> _What you need to do_
What is needed is an exact copy of the entries below, with every picture left out.

[Recorded data]

BEGIN

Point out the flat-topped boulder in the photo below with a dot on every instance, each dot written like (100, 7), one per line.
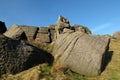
(42, 35)
(15, 32)
(80, 52)
(16, 56)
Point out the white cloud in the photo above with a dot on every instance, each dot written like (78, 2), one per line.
(101, 27)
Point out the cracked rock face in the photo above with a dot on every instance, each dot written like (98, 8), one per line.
(16, 56)
(82, 53)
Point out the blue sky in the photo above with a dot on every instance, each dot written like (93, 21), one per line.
(100, 16)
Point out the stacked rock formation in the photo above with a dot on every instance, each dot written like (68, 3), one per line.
(2, 27)
(16, 56)
(80, 51)
(15, 32)
(73, 47)
(42, 35)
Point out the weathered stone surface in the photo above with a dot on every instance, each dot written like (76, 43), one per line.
(42, 35)
(42, 38)
(43, 30)
(80, 52)
(81, 29)
(116, 35)
(61, 24)
(30, 31)
(15, 32)
(16, 56)
(66, 30)
(2, 27)
(52, 32)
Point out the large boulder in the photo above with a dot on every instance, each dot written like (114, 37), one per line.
(82, 53)
(116, 35)
(80, 28)
(61, 24)
(15, 32)
(52, 32)
(16, 56)
(42, 35)
(2, 27)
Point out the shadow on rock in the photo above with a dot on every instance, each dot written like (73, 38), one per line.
(38, 58)
(106, 59)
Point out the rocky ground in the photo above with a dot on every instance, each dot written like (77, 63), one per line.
(44, 72)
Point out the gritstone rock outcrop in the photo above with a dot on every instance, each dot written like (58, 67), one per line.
(16, 56)
(81, 52)
(15, 32)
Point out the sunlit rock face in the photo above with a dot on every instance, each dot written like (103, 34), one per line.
(2, 27)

END

> _Expected output_
Point out the flat-topped boulder in the photo below with a dot on every instance, each dot written like (100, 7), one per line.
(42, 35)
(15, 32)
(80, 52)
(16, 56)
Point out the white cloud in the photo above with a dot on every instance, each dot written like (78, 2), one per line.
(101, 27)
Point out the cracked rock face in the photo above with a dot on every instance, each dot written like (98, 8), one per line.
(16, 56)
(82, 53)
Point out the blue sky in the photo above with a dot on every instance, each dot written like (93, 21), one per line.
(100, 16)
Point out the stacked rock formation in the photo above with a dot on every instance, each dot written like (68, 3), one per line.
(2, 27)
(16, 56)
(80, 51)
(15, 32)
(73, 47)
(42, 35)
Point out the weathered stone surface in the photo above with a dot on every instance, each dot written like (76, 43), one per line.
(42, 35)
(42, 38)
(43, 30)
(80, 52)
(81, 29)
(116, 35)
(61, 24)
(30, 31)
(15, 32)
(16, 56)
(66, 30)
(2, 27)
(52, 32)
Point out the large boulder in the photo above with a dot on every instance, each dot written like (114, 37), one per line.
(82, 53)
(116, 35)
(80, 28)
(61, 24)
(15, 32)
(52, 32)
(16, 56)
(42, 35)
(2, 27)
Point out the shadow on rock in the photo above with a dot on every instance, each dot written like (73, 38), one per line.
(38, 58)
(106, 59)
Point out the rocky ground in the photo above with a dot on every instance, each dot written like (77, 63), one per line.
(44, 72)
Point out the gritstone rock outcrop in the photo above with a dot on every instance, each dot written like (58, 67), one per line.
(16, 56)
(81, 52)
(15, 32)
Point out the sunlit rock face in the photo above with a dot on every instance, each dot written like (103, 34), one per line.
(2, 27)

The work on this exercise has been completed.